In lieu of an abstract, here is a brief excerpt of the content:

  • How Newspapers Can Get Inspired by The Athletic
  • Benoit Delhauteur (bio)

Newspapers used to be the kings of sports coverage. Today, while they’re struggling to stay alive, there’s a new king on the throne: The Athletic. The subscription-based website’s fast growth has generated critics and jealousy within the industry, but also, hope and respect. What lessons can be drawn from this success story and be applied by newspaper brands? Here are some clues.

The Athletic Has Changed the Game

Digital sports journalism is evolving at the speed of light, mainly because of one game changer: The Athletic. All eyes in the industry are now turned to this new clutch player, looking forward to its next move. From Day 1, the startup has attracted top beat reporters covering college and pro sports teams, and there are now 500 writers active in 50 local markets. In the summer of 2020, they entered the UK, hiring 55 top soccer journalists from traditional British sports newsrooms.

“We are a simple company, with a simple business model,” summarized CEO and cofounder Alex Mather in the podcast This Week in Startups (2019). Indeed, the strategy is crystal clear: providing in-depth stories for avid sports fans, on a subscription model. The company has recently raised $50 million in additional funding— for a total funding of $140 million— and is now valued at $500 million. Even if The Athletic is not yet profitable, its audience growth has been spectacular; it has attracted more than one million paying readers. In the UK the number of subscribers is considerably above expectations.

How can we explain this spectacular growth? “The obvious reason to me is the collapse of journalism as we used to know it in the United States,” explains Randall Smith (personal communication, November 11, 2019), professor [End Page 137] at the University of Missouri School of Journalism and expert in journalism business models.

Every metropolitan newspaper had huge staff, with dozens of sports reporters covering high school, college and pro sports. But they have been very slow to really care about subscriptions. So their revenue has fallen, as well as their staff. The two verticals proven to be done well by these metro papers are sports and opinions. So they tried to prevent the down-sizing in these areas. Still, they couldn’t keep the coverage they had on sports. It created an enormous opportunity for an independent to come in, with a focus on covering sports in-depth.

DATASET EXCERPT >>
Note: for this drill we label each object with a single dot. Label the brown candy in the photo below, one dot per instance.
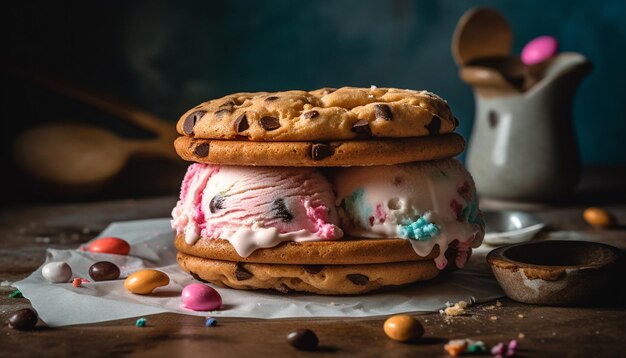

TASKS TO COMPLETE >>
(A) Reproduce the passage of the excerpt on The Athletic above that begins with "Newspapers used to" and ends with "are some clues.".
(B) According to the excerpt on The Athletic, how many soccer journalists did the company hire when it entered the UK?

EXERCISE SOLUTIONS >>
(A)
Newspapers used to be the kings of sports coverage. Today, while they’re struggling to stay alive, there’s a new king on the throne: The Athletic. The subscription-based website’s fast growth has generated critics and jealousy within the industry, but also, hope and respect. What lessons can be drawn from this success story and be applied by newspaper brands? Here are some clues.

(B) 55